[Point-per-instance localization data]
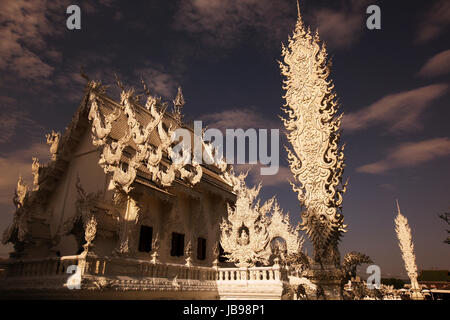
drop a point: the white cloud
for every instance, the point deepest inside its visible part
(436, 65)
(242, 118)
(434, 22)
(399, 111)
(410, 154)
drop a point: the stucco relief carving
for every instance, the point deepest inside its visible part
(137, 136)
(53, 141)
(313, 125)
(248, 230)
(18, 230)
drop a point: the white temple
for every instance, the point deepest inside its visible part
(111, 215)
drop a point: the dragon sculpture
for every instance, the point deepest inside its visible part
(313, 130)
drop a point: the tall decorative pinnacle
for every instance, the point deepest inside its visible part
(313, 126)
(178, 104)
(407, 247)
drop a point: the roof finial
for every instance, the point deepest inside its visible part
(398, 206)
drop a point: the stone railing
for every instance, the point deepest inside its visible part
(254, 273)
(106, 266)
(115, 276)
(40, 267)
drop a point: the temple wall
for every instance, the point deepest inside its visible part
(194, 217)
(62, 202)
(192, 211)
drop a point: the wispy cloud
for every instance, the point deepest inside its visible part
(12, 120)
(242, 118)
(25, 26)
(340, 27)
(434, 22)
(410, 154)
(399, 111)
(436, 65)
(224, 23)
(158, 80)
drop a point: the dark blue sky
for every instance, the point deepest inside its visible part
(392, 84)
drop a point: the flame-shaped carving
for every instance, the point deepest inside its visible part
(313, 128)
(407, 247)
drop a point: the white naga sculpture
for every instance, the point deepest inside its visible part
(407, 247)
(248, 230)
(147, 157)
(313, 126)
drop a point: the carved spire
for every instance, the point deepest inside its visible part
(178, 104)
(313, 127)
(406, 246)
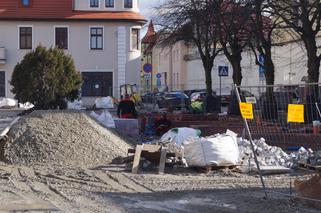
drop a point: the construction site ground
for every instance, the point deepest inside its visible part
(112, 188)
(61, 162)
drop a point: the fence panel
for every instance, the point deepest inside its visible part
(271, 113)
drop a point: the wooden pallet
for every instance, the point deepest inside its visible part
(154, 153)
(210, 168)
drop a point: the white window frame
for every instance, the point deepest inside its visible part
(131, 41)
(128, 8)
(32, 37)
(109, 7)
(5, 82)
(68, 35)
(89, 30)
(94, 8)
(103, 70)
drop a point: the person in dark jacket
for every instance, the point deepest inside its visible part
(126, 108)
(162, 125)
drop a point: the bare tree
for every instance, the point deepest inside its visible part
(192, 21)
(264, 27)
(303, 17)
(233, 23)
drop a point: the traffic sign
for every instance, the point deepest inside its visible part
(261, 61)
(147, 68)
(222, 71)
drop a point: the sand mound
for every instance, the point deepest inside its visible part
(62, 138)
(310, 189)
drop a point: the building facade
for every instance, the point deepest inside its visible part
(103, 37)
(181, 67)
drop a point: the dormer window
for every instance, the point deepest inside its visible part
(25, 3)
(128, 3)
(109, 3)
(94, 3)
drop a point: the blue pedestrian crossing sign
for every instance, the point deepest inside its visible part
(261, 67)
(222, 71)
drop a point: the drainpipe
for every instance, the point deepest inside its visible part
(171, 68)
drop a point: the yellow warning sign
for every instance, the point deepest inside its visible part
(296, 113)
(247, 110)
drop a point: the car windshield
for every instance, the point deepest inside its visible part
(176, 95)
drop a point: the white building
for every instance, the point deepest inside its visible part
(290, 61)
(101, 35)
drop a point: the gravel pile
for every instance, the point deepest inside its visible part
(62, 138)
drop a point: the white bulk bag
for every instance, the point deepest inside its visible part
(219, 150)
(8, 103)
(104, 103)
(178, 135)
(106, 119)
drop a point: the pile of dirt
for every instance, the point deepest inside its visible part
(62, 138)
(310, 189)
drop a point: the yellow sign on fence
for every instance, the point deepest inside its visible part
(296, 113)
(247, 110)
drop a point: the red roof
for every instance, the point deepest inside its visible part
(58, 10)
(150, 35)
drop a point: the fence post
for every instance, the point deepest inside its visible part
(251, 141)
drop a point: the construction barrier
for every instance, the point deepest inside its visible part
(286, 116)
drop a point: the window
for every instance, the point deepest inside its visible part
(2, 84)
(25, 3)
(25, 40)
(97, 84)
(135, 39)
(61, 37)
(109, 3)
(94, 3)
(128, 3)
(96, 38)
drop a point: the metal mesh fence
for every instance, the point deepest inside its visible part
(271, 113)
(286, 116)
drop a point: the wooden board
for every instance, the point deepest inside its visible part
(137, 158)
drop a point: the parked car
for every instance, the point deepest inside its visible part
(190, 92)
(199, 95)
(174, 100)
(225, 94)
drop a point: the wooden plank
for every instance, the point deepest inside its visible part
(137, 158)
(162, 161)
(152, 148)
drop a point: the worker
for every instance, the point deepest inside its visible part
(126, 108)
(162, 125)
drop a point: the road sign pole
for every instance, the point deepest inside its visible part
(220, 86)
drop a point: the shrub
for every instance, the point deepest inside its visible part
(47, 78)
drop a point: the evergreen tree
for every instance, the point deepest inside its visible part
(47, 78)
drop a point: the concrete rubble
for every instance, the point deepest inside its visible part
(275, 156)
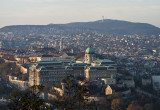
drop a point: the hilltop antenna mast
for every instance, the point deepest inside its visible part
(102, 19)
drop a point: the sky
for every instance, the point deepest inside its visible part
(42, 12)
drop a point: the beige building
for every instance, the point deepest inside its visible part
(98, 72)
(48, 73)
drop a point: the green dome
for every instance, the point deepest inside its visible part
(89, 50)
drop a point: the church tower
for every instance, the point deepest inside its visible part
(89, 55)
(61, 44)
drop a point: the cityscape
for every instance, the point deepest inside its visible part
(104, 64)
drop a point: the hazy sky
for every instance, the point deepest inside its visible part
(15, 12)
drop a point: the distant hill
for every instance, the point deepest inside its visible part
(108, 26)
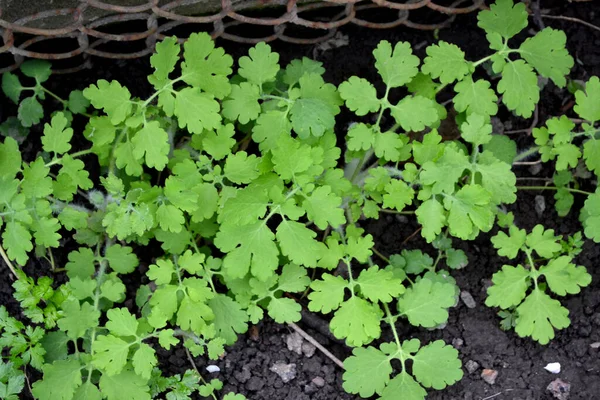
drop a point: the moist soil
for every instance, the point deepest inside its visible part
(475, 332)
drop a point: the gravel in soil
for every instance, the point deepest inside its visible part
(473, 328)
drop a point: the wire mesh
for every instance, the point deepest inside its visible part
(84, 31)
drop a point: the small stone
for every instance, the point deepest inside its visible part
(471, 366)
(540, 205)
(308, 349)
(294, 342)
(255, 384)
(535, 169)
(489, 375)
(553, 367)
(467, 299)
(559, 389)
(318, 381)
(286, 372)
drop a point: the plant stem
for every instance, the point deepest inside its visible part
(526, 154)
(553, 188)
(317, 344)
(74, 155)
(8, 263)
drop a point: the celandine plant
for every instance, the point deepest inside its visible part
(242, 181)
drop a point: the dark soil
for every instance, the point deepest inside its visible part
(474, 332)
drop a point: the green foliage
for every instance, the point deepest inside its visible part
(252, 202)
(536, 313)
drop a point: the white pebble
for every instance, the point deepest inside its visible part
(553, 367)
(213, 368)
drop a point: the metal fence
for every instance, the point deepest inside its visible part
(85, 30)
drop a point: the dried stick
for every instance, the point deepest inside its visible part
(571, 19)
(8, 263)
(316, 344)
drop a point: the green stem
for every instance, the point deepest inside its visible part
(554, 188)
(73, 155)
(526, 154)
(63, 102)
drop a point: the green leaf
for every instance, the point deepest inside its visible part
(269, 127)
(519, 88)
(543, 241)
(121, 322)
(152, 142)
(170, 218)
(311, 117)
(379, 285)
(71, 176)
(539, 315)
(360, 96)
(60, 380)
(324, 208)
(426, 303)
(298, 243)
(415, 113)
(56, 135)
(205, 66)
(445, 61)
(429, 149)
(360, 137)
(230, 320)
(432, 217)
(397, 195)
(242, 104)
(591, 155)
(30, 112)
(121, 259)
(328, 293)
(504, 18)
(468, 210)
(547, 53)
(405, 384)
(446, 171)
(588, 101)
(291, 157)
(113, 98)
(509, 287)
(298, 68)
(367, 371)
(357, 321)
(261, 66)
(437, 365)
(11, 86)
(398, 66)
(17, 242)
(249, 247)
(590, 216)
(77, 102)
(36, 182)
(241, 168)
(475, 97)
(219, 143)
(10, 158)
(126, 385)
(164, 59)
(196, 110)
(510, 245)
(564, 277)
(476, 130)
(40, 70)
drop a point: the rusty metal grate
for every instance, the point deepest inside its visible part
(86, 37)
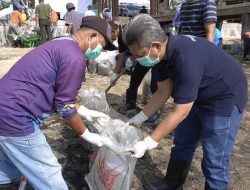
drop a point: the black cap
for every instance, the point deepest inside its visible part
(70, 6)
(102, 26)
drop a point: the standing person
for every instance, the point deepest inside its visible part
(137, 75)
(218, 38)
(90, 11)
(73, 19)
(43, 81)
(143, 10)
(198, 18)
(18, 5)
(209, 92)
(42, 12)
(246, 41)
(16, 27)
(53, 21)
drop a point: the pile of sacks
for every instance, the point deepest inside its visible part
(111, 166)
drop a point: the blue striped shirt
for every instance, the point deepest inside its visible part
(195, 14)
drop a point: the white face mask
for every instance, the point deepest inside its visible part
(93, 53)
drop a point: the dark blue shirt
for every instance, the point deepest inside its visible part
(203, 73)
(193, 15)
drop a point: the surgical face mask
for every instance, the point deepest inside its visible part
(147, 61)
(93, 53)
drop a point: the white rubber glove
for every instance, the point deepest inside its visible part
(138, 119)
(113, 77)
(141, 147)
(91, 115)
(94, 138)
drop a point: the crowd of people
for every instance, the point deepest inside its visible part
(209, 93)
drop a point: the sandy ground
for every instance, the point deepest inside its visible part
(74, 158)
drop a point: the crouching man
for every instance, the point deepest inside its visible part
(209, 91)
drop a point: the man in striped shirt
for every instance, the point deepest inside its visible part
(198, 18)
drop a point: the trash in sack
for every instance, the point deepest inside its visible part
(113, 167)
(95, 99)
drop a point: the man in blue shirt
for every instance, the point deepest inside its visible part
(43, 81)
(209, 92)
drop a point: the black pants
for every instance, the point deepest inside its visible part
(246, 41)
(44, 25)
(136, 78)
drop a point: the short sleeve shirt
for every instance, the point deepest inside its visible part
(43, 11)
(41, 82)
(203, 73)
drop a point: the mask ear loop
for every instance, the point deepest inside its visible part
(97, 41)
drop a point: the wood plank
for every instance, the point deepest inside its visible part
(223, 12)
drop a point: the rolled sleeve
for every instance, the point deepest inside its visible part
(69, 80)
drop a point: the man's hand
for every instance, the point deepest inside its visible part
(113, 78)
(91, 115)
(94, 138)
(141, 147)
(138, 119)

## What needs to be done
Return, word for word, the lines of the data above from the line with "drop a point: the wire mesh" through the line with "drop a point: the green leaf", inclusive.

## Solution to this exercise
drop a point: the wire mesh
for every instance, the point deepest inside its visible part
(84, 31)
drop a point: the small stone
for every instance, the point deepest inside its visible part
(471, 366)
(540, 205)
(308, 349)
(294, 342)
(255, 384)
(535, 169)
(489, 375)
(553, 367)
(467, 299)
(559, 389)
(318, 381)
(286, 372)
drop a point: the plant stem
for every instance, the point deepest inside its visible part
(526, 154)
(553, 188)
(317, 344)
(74, 155)
(8, 263)
drop a point: the celandine plant
for every instance, the point deepest inside its visible part
(242, 181)
drop a point: the dark soil
for every instance, the point deepest inside its visible part
(474, 332)
drop a point: the green foliage
for every instance, the point deepest inside its visible part
(252, 202)
(536, 313)
drop a point: the white pebble
for every instance, the point deepest inside its visible part
(553, 367)
(213, 368)
drop a point: the metal fence
for every instance, the point deepest inside its visible part
(85, 30)
drop a point: the dried stick
for every instance, the point deepest inside its visible part
(571, 19)
(8, 263)
(316, 344)
drop a point: the green stem
for every instance, the point deepest inside its visible part
(554, 188)
(73, 155)
(526, 154)
(63, 102)
drop a point: the green leaf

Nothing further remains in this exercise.